◆ Written exercise
Using the midwife transcript, list each preference the couple stated about the birth or prenatal care, and mark whether they wanted it or declined it.

Narrator (Anna Sussman)
They were from a nearby traditional religious community.
Amika Mota
And she always wore kind of the long skirts and little bonnet and just was always really covered up and modest. Just this really, really sweet couple. And we knew that they lived on a farm. Oh. The other thing about this couple was that they were. One thing that they really wanted was at their birth was they wanted us to be singing hymns. And I was like, shoot, I don't know any hymns. And at that point in my life, I was definitely not Christian. And I was like, you know, I didn't know any hymns for damn sure, but I was gonna do it for sure, like fully respect them. And I would always get down like that. Like, whatever families wanted, I could do. And one of her very last prenatal visits, she came in with a clear water bottle, and it looked like there was tea in her water. And we asked her if she was drinking tea, and she said, no, this is our well water. So that I remember kind of being a little taken aback by the color of their well water at that prenatal. But, you know, just that was it. I just remember that moment. And they also really didn't want to do sonograms or any of the additional testing.
Narrator (Anna Sussman)
When she would visit, Amika would listen to the baby's heart rate, measure the mother's bel. And when the mother went into labor, Amica and another midwife met her at a small wooden house.
Amika Mota
This is a little birth cottage on this woman's property. And so we were at their birth when Danisha was born. Her little head came out. Could see her little face. And she was, like, looking up. Posterior baby. And then she slipped on out. And she did not have arms or legs. She had, like, three little fingers on, like, her. Her little hands looked like wings, but they were kind of, you know, attached right to, like, where her shoulder would be. And she also did not have legs. And so when she was born, it was a total shock to all of us, but Danisha was born in Mama's arms, and we all busted out in a hymn at that moment, How Great Thou Art. And it was crazy because I did not study those hymns, but I just knew every word to that hymn somehow. And I remember that Papa kind of looked at Mama and kissed her, and it was like that music was taking that empty space of this shock. And like, oh, my God, is my child. You know, like, everything that a mother is processing at this moment. Yeah, the room was just filled with us singing. And so I think it was. It carried her a little bit in that moment. So, yeah, that's one of those ones I will never forget, because it was a. Because it was everything in one. It was the shock of, you know, just being with the family when they go through that.
Narrator (Anna Sussman)
She was bound in a circle of trust, a circle she found herself in all the time as a midwife. And then when she was imprisoned, that circle disappeared. Amica and I talked about the concept of trust more than 40 times in our conversations, how almost impossible she felt it was to ever be trusted again. And then she found firefighting.
Amika Mota
Part of me, like, embodying this firefighter Persona. And this whole, like, new version of me had a lot to do with that trust that Was given to me inherently by anybody that we were responding on a call to. Right. Like, they looked to us to take care of them well, and they trusted us. So it was very similar in some ways to that kind of to what it was like to be a midwife.
Narrator (Anna Sussman)
Amica had now been working as an incarcerated first responder for almost two years. And during her time in prison, during her time as an incarcerated firefighter, Something was happening in California that impacted every firefighter us.

◆ Raw records
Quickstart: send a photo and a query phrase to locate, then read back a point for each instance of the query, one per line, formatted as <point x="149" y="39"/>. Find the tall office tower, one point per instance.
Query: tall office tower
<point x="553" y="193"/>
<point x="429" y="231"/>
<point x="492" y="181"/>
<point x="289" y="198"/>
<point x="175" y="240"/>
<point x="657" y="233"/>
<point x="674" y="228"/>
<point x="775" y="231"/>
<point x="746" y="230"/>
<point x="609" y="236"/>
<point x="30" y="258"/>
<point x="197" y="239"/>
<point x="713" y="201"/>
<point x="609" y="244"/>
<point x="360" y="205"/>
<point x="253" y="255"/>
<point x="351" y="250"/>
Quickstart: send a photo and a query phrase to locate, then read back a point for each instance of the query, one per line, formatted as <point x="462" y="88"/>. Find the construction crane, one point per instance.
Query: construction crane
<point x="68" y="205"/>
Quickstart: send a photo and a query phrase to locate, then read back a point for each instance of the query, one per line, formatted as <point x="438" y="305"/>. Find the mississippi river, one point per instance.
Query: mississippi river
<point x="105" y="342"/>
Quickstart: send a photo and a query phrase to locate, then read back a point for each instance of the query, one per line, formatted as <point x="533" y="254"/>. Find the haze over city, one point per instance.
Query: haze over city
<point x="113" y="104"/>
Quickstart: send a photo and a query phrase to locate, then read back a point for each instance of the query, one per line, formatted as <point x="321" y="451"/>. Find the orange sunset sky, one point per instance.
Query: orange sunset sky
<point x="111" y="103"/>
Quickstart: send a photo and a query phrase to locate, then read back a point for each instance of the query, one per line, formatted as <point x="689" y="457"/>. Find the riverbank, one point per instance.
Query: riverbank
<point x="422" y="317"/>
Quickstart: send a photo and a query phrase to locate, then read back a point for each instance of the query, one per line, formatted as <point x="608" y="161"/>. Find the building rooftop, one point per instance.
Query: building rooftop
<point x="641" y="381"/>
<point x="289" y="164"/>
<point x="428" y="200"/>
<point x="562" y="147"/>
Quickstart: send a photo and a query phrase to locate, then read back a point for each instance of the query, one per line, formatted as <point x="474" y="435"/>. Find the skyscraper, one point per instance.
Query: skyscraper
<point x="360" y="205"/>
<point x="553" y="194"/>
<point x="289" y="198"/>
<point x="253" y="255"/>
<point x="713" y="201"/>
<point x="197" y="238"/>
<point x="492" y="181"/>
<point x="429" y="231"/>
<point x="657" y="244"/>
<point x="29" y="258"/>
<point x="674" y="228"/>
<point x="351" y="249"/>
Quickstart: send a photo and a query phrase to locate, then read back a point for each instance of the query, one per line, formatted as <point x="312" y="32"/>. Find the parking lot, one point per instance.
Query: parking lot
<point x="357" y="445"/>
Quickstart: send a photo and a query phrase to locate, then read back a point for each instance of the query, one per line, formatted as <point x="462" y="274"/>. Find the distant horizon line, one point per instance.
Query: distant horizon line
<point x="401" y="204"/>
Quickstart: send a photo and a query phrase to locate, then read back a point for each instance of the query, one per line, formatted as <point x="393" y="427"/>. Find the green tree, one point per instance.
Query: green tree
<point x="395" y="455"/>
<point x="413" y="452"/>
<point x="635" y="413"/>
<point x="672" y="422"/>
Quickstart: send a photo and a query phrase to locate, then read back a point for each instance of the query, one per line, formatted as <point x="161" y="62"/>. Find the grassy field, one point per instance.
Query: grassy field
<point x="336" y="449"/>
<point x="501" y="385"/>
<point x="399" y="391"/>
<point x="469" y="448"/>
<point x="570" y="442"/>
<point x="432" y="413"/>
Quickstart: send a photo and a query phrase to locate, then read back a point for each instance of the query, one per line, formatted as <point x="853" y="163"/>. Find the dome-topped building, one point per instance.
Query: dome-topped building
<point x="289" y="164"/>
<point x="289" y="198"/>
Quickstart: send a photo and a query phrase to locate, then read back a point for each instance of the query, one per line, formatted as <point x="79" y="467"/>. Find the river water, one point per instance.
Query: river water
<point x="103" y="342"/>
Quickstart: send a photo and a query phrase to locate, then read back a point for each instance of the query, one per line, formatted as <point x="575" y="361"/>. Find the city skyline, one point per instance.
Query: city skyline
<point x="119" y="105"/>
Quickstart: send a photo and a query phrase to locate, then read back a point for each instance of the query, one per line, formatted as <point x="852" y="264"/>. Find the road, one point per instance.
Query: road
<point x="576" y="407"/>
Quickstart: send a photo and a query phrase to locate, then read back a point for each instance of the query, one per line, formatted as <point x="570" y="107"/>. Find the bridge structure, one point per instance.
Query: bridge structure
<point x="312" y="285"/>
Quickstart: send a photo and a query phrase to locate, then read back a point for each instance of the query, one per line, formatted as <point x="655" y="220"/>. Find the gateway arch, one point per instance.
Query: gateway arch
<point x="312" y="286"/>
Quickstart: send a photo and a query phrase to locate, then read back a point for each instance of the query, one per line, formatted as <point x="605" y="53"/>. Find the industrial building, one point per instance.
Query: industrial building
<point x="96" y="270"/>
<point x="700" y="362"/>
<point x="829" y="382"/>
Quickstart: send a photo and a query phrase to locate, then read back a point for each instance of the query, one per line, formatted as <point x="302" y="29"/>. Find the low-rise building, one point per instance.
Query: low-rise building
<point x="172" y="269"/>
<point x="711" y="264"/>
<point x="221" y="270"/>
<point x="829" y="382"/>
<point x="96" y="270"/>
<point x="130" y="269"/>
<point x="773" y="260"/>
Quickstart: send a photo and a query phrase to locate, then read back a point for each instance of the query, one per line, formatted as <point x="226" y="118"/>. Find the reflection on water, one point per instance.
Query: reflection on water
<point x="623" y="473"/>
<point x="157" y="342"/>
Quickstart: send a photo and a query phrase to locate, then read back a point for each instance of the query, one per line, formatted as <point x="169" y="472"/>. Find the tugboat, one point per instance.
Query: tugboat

◆ Output for this task
- Having the midwives sing hymns at the birth: wanted
- Sonograms: declined
- Any additional testing: declined